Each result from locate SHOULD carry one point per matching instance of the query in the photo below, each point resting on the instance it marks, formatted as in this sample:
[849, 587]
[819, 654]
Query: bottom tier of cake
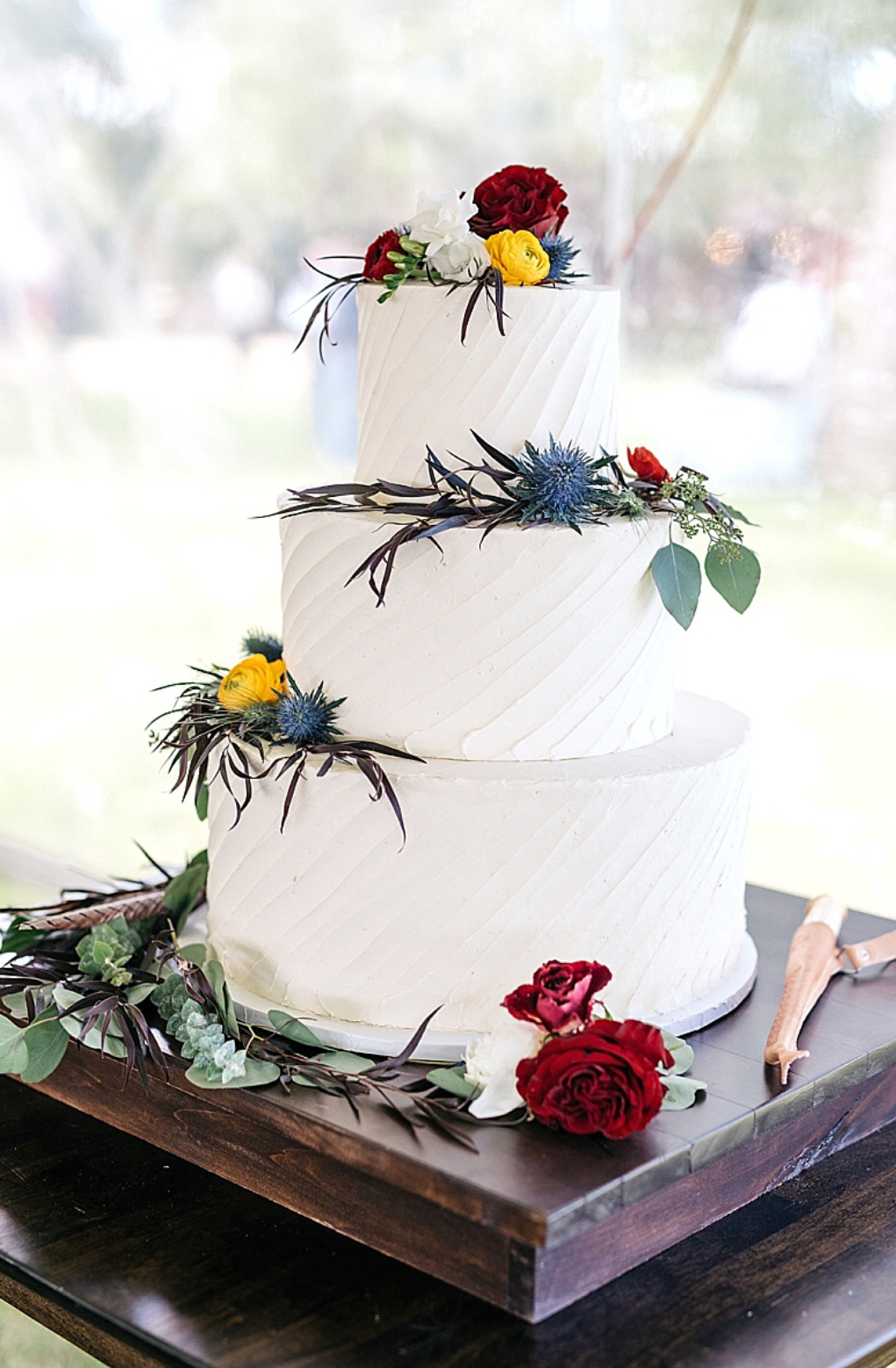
[635, 860]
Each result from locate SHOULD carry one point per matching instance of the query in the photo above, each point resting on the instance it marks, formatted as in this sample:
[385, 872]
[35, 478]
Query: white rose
[492, 1059]
[440, 218]
[462, 257]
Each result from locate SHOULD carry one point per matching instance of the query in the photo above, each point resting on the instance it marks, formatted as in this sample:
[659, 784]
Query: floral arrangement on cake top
[111, 973]
[556, 485]
[504, 233]
[257, 706]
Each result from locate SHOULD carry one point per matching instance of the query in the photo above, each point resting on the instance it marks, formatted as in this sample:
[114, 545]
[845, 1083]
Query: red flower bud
[516, 198]
[601, 1081]
[646, 465]
[560, 995]
[376, 263]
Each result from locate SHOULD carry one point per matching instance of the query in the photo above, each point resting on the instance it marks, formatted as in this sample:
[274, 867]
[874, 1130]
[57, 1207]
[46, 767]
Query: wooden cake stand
[536, 1219]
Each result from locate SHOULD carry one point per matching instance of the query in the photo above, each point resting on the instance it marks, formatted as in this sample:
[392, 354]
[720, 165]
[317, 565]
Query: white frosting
[553, 374]
[533, 644]
[635, 860]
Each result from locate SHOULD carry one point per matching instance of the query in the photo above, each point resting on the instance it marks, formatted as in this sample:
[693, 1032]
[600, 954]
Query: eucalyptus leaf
[680, 1092]
[17, 1005]
[453, 1081]
[344, 1062]
[677, 576]
[294, 1030]
[47, 1042]
[186, 888]
[196, 953]
[259, 1074]
[736, 579]
[12, 1047]
[680, 1051]
[215, 975]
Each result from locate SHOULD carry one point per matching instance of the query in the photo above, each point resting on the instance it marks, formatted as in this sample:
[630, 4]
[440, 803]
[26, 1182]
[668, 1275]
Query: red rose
[519, 198]
[376, 263]
[560, 995]
[646, 465]
[601, 1081]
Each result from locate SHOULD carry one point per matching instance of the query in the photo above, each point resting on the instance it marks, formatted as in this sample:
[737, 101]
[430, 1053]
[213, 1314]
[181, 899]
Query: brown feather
[133, 907]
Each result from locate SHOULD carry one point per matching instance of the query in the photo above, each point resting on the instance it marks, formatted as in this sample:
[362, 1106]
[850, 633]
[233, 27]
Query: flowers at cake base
[602, 1080]
[572, 1066]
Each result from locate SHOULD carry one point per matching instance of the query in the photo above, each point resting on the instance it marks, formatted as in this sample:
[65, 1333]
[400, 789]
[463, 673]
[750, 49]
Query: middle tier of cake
[527, 644]
[634, 860]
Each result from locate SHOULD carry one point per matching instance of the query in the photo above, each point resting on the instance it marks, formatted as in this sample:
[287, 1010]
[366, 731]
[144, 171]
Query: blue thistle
[560, 485]
[308, 718]
[262, 644]
[560, 254]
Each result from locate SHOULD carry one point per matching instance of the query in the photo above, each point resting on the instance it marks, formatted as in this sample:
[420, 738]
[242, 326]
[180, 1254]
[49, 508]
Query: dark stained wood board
[144, 1260]
[536, 1219]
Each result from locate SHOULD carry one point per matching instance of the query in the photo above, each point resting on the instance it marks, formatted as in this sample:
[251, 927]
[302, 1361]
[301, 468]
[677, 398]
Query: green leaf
[677, 578]
[12, 1047]
[682, 1092]
[186, 888]
[17, 1005]
[453, 1081]
[680, 1051]
[215, 975]
[19, 938]
[294, 1030]
[344, 1062]
[47, 1042]
[259, 1073]
[736, 580]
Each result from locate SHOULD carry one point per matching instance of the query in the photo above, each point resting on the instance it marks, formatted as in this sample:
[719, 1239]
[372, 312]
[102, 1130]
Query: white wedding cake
[570, 804]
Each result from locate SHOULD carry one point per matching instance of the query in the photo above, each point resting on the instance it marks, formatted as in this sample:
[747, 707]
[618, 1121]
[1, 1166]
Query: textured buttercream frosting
[555, 372]
[530, 644]
[634, 860]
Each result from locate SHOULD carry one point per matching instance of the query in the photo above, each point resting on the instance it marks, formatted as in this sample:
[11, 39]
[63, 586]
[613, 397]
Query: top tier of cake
[555, 372]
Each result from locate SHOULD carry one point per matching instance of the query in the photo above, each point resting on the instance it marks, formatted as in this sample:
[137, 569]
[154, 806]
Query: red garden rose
[601, 1081]
[516, 198]
[646, 465]
[560, 995]
[376, 263]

▶ [Work instruction]:
The pictures stay out; copy the rest of the data word for word.

▶ [Answer below]:
Each result from locate SHOULD carry one point per matching instance of the query in the photo below, each point resting on the instance it marks, formatted as in this sample:
[849, 587]
[819, 654]
Query: bottom tier of cake
[635, 860]
Each result from locate SHOULD carry one point per matching instance of the query in the photo above, each point resting on the instance it marks, formatted as in this sample:
[385, 872]
[35, 478]
Query: white rose
[492, 1059]
[440, 218]
[462, 257]
Each result from locate SHOULD carry one point per matching instance of the query in the photo above, each point resting on the instance it marks, formatted as in this sample:
[659, 784]
Query: floral arrangement on cake top
[111, 973]
[556, 485]
[504, 233]
[257, 706]
Each result from locate SHOULD carry one point per matching instance of the query in the photo above, each point resting on the instance it marks, formatted as in this sample:
[114, 545]
[845, 1083]
Query: red flower bud
[516, 198]
[601, 1081]
[646, 465]
[560, 995]
[376, 263]
Each result from locate SHOULD carry one point per matching instance of the query in the photo above, each point resting on the instance it marks, formatted as in this sample:
[274, 867]
[874, 1130]
[57, 1207]
[46, 767]
Query: wooden cake stand
[536, 1219]
Each result from locate SHOULD carry one point per matching instance of the query in the photo above, each point resting on the instance it marks, formatted as in this sample:
[392, 354]
[720, 165]
[317, 565]
Query: white frosting
[553, 374]
[533, 644]
[635, 860]
Each result from locate SHOULD carry one point per matching instance of the query in the photo above, each point resting on the instance it marks, formatted as in this sample:
[693, 1032]
[600, 954]
Query: eucalyptus leaf
[680, 1092]
[17, 1005]
[453, 1081]
[344, 1062]
[677, 576]
[294, 1030]
[47, 1042]
[186, 888]
[196, 953]
[259, 1074]
[736, 579]
[12, 1047]
[680, 1051]
[215, 975]
Each result from locate SHOULD carry one point per matching instance of the query in the photo above, each point resting on the instance it marks, formatted as in this sample:
[630, 4]
[440, 803]
[26, 1182]
[668, 1275]
Query: red rose
[519, 198]
[376, 263]
[560, 995]
[646, 465]
[601, 1081]
Each result from locate SHOULD carry one point per matching instance of the query in the photo above, each point resting on the instance it marks, formatted as in this sample:
[737, 101]
[430, 1053]
[213, 1314]
[181, 899]
Query: brown feather
[133, 907]
Each result from locate SHOULD carry one point per matching instance of the query in the photo above, each point resting on the instance it marks, formatted as in this sample:
[362, 1106]
[850, 633]
[233, 27]
Query: flowers at cake base
[602, 1080]
[572, 1066]
Each result from locate SHOULD carry one point per matching instance of the query in the photo above, each point resting on the instance it marks, formatted as in this sample:
[65, 1333]
[400, 789]
[463, 673]
[750, 49]
Query: middle tier of cake
[527, 644]
[634, 860]
Each result from locate SHOULD carry one point per matching instance of the query in the photo above, each point resting on the instance it marks, formatted as in this sample:
[287, 1010]
[366, 731]
[144, 171]
Query: blue thistle
[560, 485]
[308, 718]
[262, 644]
[560, 254]
Each result from locate SHOULD carry one point per matching instance of the query in the photo above, each point resting on the instance it marks, formatted as in this sample:
[420, 738]
[242, 326]
[180, 1254]
[49, 508]
Query: dark stained wood board
[144, 1260]
[536, 1219]
Each result from locate SHOULD carry one point per matching instance of the query in the photo above, each point resting on the instance it marks, formatted as in this sample:
[251, 927]
[302, 1361]
[301, 468]
[677, 398]
Query: green leaf
[677, 578]
[12, 1047]
[682, 1092]
[186, 888]
[17, 1005]
[453, 1081]
[680, 1051]
[215, 975]
[19, 938]
[294, 1030]
[344, 1062]
[47, 1042]
[259, 1073]
[736, 580]
Each result from locate SHOULD carry one point per matching instance of the query in the photo above, each point resting on the instance it marks, formatted as in this sample:
[719, 1239]
[372, 312]
[102, 1130]
Query: white wedding cake
[570, 804]
Each result from locate SHOULD carry one point per matching instance of the query in the photo above, each point resting on the instance it marks, formatted as in this sample:
[747, 707]
[618, 1121]
[1, 1166]
Query: textured buttercream frosting
[555, 372]
[530, 644]
[634, 860]
Each result from locate SHOULD carry one point per matching instance of the query in the photo above, each point resting on the instance it marks, formatted as in this sample:
[11, 39]
[63, 586]
[613, 397]
Query: top tier of cake
[555, 372]
Each result from locate SHOULD carry one point per matching instance of the query in the photo above, each point resting on the instance it marks, formatted as in this sample:
[137, 569]
[154, 806]
Query: red garden rose
[601, 1081]
[516, 198]
[646, 465]
[560, 995]
[376, 263]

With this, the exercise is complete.